## What to work on
Please copy the leading lines of the entries below exactly, concluding with the line in which "One point goes on each instance of the window, as" occurs.

Dataset records
=== Begin Enclosure ===
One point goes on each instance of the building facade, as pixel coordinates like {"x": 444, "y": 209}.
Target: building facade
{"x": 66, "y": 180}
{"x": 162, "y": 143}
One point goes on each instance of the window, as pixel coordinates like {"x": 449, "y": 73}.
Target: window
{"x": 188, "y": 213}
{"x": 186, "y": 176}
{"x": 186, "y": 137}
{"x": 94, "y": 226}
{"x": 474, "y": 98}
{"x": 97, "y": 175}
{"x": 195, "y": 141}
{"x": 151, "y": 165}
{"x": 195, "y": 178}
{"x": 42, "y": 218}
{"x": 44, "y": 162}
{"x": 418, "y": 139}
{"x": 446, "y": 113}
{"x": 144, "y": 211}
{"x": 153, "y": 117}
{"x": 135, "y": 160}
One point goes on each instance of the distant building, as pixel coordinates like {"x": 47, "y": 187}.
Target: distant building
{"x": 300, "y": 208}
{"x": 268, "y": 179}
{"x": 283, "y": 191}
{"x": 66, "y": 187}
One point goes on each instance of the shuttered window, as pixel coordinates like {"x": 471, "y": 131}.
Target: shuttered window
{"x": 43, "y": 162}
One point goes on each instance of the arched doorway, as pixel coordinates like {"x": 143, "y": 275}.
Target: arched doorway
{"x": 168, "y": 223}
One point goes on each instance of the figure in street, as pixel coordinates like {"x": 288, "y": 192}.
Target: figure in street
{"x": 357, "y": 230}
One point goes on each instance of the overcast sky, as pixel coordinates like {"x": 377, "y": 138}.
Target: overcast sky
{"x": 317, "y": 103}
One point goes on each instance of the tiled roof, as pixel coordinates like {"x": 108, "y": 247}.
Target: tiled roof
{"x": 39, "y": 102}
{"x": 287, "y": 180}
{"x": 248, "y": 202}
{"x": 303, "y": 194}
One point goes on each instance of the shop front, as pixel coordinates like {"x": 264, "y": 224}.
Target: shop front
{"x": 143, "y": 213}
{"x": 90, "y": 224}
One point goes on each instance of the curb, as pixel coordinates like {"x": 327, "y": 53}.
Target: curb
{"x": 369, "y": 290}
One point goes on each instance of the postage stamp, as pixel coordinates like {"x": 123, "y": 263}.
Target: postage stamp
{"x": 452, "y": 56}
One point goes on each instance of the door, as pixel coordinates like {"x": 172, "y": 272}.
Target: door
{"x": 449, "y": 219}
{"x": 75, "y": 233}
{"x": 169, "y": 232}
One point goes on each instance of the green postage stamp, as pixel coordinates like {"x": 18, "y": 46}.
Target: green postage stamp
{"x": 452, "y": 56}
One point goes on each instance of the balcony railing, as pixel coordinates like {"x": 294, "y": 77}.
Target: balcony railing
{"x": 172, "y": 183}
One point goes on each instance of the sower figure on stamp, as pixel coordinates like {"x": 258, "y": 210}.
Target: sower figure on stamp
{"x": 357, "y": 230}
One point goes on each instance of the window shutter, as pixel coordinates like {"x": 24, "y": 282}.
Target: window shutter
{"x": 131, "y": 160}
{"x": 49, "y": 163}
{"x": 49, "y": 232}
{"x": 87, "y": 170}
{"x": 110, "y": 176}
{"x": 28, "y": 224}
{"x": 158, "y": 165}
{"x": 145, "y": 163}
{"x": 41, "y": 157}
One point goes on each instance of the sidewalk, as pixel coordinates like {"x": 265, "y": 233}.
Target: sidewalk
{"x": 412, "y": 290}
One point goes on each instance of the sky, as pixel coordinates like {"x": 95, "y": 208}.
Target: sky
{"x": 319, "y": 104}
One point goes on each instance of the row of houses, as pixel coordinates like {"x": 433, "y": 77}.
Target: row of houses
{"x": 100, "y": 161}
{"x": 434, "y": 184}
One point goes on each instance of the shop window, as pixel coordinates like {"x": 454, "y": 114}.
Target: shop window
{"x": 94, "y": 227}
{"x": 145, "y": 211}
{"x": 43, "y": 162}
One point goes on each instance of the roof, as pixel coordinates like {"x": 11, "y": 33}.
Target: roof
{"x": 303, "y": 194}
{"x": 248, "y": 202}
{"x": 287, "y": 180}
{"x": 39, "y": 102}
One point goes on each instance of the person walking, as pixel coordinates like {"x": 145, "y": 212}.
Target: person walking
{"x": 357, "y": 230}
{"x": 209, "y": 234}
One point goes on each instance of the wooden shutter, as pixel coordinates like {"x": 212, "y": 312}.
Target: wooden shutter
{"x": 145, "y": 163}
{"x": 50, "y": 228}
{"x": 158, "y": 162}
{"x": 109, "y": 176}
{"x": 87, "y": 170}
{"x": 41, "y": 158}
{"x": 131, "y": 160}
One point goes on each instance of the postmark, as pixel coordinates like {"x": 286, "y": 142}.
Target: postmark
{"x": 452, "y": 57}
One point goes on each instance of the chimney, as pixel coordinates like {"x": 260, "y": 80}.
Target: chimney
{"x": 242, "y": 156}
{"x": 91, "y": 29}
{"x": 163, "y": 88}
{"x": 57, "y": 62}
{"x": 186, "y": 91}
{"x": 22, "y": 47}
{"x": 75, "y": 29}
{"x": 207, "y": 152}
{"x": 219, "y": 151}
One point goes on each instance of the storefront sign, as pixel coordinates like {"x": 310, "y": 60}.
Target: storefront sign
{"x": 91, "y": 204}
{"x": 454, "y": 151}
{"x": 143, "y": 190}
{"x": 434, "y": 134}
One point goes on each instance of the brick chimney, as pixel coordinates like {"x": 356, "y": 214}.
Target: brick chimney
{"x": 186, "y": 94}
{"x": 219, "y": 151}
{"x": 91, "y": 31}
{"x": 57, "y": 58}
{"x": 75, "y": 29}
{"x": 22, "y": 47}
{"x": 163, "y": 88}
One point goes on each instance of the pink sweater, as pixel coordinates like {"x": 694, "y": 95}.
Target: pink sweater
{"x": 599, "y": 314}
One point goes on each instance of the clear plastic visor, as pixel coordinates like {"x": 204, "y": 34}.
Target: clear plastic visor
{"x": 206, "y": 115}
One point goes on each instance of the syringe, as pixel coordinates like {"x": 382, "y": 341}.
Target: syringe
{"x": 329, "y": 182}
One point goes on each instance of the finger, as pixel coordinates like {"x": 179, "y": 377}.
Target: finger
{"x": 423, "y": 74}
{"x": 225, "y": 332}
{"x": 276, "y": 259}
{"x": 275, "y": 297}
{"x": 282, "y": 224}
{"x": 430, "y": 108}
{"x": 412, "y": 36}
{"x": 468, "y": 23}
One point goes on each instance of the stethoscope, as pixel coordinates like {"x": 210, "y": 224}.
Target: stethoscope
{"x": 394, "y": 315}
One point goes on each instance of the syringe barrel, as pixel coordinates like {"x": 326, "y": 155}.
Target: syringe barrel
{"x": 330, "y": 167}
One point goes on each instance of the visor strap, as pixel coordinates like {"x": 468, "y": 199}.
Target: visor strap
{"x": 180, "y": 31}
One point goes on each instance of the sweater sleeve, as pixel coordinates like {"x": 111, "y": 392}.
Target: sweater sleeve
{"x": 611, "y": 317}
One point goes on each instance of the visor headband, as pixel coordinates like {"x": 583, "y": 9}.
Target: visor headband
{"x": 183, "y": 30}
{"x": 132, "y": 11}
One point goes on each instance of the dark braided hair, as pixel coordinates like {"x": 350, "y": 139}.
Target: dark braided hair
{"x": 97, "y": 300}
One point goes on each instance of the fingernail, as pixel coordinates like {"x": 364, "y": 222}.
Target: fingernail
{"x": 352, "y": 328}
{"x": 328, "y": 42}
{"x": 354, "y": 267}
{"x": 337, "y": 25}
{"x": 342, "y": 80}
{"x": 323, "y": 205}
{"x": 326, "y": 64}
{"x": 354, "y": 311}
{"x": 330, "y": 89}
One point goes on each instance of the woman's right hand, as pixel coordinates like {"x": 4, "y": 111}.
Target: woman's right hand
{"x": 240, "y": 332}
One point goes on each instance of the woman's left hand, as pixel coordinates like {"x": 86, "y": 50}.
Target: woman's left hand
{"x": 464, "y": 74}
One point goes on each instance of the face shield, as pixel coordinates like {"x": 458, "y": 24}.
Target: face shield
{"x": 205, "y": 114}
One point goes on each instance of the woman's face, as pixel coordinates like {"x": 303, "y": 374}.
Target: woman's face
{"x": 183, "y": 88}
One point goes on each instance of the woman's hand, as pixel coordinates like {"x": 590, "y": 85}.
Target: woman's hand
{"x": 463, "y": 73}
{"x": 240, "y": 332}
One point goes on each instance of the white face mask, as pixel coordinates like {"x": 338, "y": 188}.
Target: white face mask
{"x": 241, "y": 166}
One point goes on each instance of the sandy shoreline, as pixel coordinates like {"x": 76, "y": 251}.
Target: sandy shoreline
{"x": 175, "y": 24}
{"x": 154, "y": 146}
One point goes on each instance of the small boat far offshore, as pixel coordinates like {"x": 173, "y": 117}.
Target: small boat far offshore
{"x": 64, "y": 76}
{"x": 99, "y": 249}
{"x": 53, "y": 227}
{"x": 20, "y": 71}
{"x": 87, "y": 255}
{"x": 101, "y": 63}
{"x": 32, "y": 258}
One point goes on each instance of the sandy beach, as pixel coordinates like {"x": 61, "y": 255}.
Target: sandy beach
=== End Enclosure ===
## Expected answer
One point goes on each instance of the building facade, as pixel coordinates like {"x": 444, "y": 209}.
Target: building facade
{"x": 66, "y": 180}
{"x": 162, "y": 143}
One point goes on each instance of the window, as pixel coordinates like {"x": 449, "y": 73}.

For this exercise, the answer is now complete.